### Task goal
Put each line of the material below into a JSON list of strings, one string per line, and leave out any blank lines.
=== Available data ===
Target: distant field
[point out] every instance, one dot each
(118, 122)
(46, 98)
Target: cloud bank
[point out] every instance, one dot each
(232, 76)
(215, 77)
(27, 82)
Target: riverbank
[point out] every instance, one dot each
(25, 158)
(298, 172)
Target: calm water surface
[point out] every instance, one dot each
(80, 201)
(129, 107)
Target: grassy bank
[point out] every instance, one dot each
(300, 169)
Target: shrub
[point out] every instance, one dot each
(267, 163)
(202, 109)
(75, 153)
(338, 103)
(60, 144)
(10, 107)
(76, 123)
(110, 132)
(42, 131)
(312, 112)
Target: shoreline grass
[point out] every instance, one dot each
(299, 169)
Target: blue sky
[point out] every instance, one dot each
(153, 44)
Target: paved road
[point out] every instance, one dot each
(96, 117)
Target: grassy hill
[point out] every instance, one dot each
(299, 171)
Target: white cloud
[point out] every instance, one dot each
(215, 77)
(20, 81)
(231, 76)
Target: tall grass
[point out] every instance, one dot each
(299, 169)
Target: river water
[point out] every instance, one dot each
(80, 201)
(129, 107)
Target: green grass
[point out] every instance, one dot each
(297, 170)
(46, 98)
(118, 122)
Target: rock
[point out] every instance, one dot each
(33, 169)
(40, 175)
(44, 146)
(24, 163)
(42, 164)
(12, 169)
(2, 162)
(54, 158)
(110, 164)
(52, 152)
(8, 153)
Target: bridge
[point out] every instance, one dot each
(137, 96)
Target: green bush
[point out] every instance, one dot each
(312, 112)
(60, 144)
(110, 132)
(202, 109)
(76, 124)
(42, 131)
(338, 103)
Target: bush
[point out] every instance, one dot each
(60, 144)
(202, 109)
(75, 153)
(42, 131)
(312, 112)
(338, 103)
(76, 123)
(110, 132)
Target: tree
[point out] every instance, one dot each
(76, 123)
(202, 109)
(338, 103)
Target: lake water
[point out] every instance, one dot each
===
### Written solution
[
  "Target: distant field",
  "[point out] every instance, one dot each",
  "(118, 122)",
  "(46, 98)",
  "Target: cloud bank",
  "[point out] every instance, one dot each",
  "(232, 76)",
  "(215, 77)",
  "(27, 82)",
  "Target: riverbank",
  "[point out] every instance, one dot each",
  "(25, 158)",
  "(298, 172)",
  "Target: calm water surface",
  "[point out] every instance, one dot each",
  "(80, 201)",
  "(129, 107)",
  "Target: grassy bank",
  "[point out] every instance, one dot each",
  "(300, 169)",
  "Target: shrub",
  "[point out] every instance, one dot each",
  "(267, 163)",
  "(202, 109)",
  "(75, 153)",
  "(338, 103)",
  "(60, 144)",
  "(10, 107)",
  "(76, 123)",
  "(110, 132)",
  "(42, 131)",
  "(312, 112)",
  "Target: shoreline grass",
  "[point out] every instance, one dot each",
  "(299, 169)",
  "Target: blue sky",
  "[point out] every instance, one dot each",
  "(153, 44)",
  "Target: paved road",
  "[point out] every instance, one dot each",
  "(96, 117)",
  "Target: grassy hill",
  "[point out] every instance, one dot each",
  "(299, 171)",
  "Target: white cloud",
  "[point out] every instance, one dot each",
  "(215, 77)",
  "(20, 81)",
  "(231, 76)",
  "Target: tall grass",
  "[point out] every instance, one dot each",
  "(299, 169)",
  "Target: river water",
  "[point out] every instance, one dot each",
  "(80, 201)",
  "(129, 107)",
  "Target: green grass",
  "[point out] every instance, one dot each",
  "(297, 170)",
  "(46, 98)",
  "(118, 122)",
  "Target: rock",
  "[point out] every instance, one dot each",
  "(33, 169)",
  "(40, 175)",
  "(44, 146)",
  "(24, 163)",
  "(42, 164)",
  "(12, 169)",
  "(2, 162)",
  "(54, 158)",
  "(110, 164)",
  "(52, 152)",
  "(8, 153)",
  "Target: bridge",
  "[point out] every instance, one dot each",
  "(137, 96)",
  "Target: green bush",
  "[point out] every instance, one dot each",
  "(312, 112)",
  "(60, 144)",
  "(110, 132)",
  "(202, 109)",
  "(76, 124)",
  "(42, 131)",
  "(338, 103)",
  "Target: bush",
  "[point out] every instance, one dot each",
  "(60, 144)",
  "(202, 109)",
  "(75, 153)",
  "(42, 131)",
  "(312, 112)",
  "(338, 103)",
  "(76, 123)",
  "(110, 132)",
  "Target: tree",
  "[point out] every instance, one dot each",
  "(76, 123)",
  "(202, 109)",
  "(338, 103)",
  "Target: lake water",
  "[point out] every instance, one dot each"
]